Your task is to transcribe all of the records exactly and leave out the pictures.

--- DATA FOR ANALYSIS ---

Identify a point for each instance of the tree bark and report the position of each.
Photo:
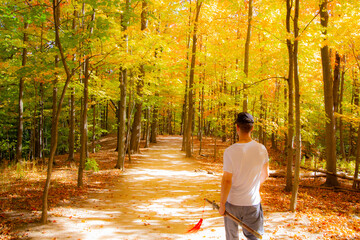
(136, 127)
(356, 184)
(84, 125)
(247, 53)
(154, 122)
(93, 146)
(21, 96)
(71, 138)
(329, 101)
(123, 87)
(295, 186)
(55, 120)
(122, 120)
(190, 112)
(290, 80)
(341, 129)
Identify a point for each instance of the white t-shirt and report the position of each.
(245, 161)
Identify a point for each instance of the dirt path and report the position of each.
(159, 197)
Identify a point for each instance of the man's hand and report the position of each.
(222, 209)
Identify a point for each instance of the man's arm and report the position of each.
(264, 173)
(225, 189)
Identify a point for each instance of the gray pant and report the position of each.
(251, 215)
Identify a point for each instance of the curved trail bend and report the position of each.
(160, 196)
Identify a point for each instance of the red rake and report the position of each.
(197, 226)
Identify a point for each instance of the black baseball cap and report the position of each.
(244, 118)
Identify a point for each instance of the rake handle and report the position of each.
(235, 219)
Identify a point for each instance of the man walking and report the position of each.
(246, 166)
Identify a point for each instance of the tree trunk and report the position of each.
(295, 186)
(357, 161)
(190, 112)
(329, 101)
(247, 54)
(55, 119)
(147, 127)
(21, 95)
(154, 123)
(122, 108)
(136, 127)
(184, 117)
(341, 129)
(93, 147)
(289, 149)
(71, 138)
(84, 125)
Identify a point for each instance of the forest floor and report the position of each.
(160, 196)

---

▶ **RESPONSE AREA**:
Identify a point for each instance of the tree bark and report the position of each.
Photo:
(136, 127)
(356, 184)
(84, 125)
(247, 53)
(154, 122)
(93, 146)
(21, 96)
(71, 138)
(329, 101)
(123, 87)
(295, 186)
(55, 120)
(122, 120)
(190, 112)
(290, 80)
(341, 129)
Identify a point for each instance of the white t-shirt and report the position of each.
(245, 161)
Identify a point for each instance of the dirt path and report the position of each.
(159, 197)
Identify a point for each instance of the man's hand and report the position of each.
(222, 209)
Identify a point for each instance of the man's arm and report the position of each.
(264, 173)
(225, 189)
Identify a point for each instance of the gray pant and report the position of each.
(251, 215)
Identify a point for each instance of the curved trail bend and report the position of each.
(160, 196)
Identify a point for each instance of the red rake and report the position of each.
(197, 226)
Identify a point for each instance of the black baseball cap and report the position of each.
(244, 118)
Identify a point for each instance of the rake handle and report the position of each.
(235, 219)
Identify a point for each instance of the man walking and report the position of each.
(246, 166)
Identify a point for each instance of the tree trunk and report the position of each.
(295, 186)
(357, 161)
(190, 112)
(329, 101)
(247, 54)
(55, 119)
(147, 127)
(21, 95)
(154, 123)
(122, 108)
(136, 127)
(184, 117)
(341, 129)
(93, 147)
(289, 149)
(71, 138)
(84, 125)
Identify a point for each instance of the forest floor and report the position of each.
(160, 196)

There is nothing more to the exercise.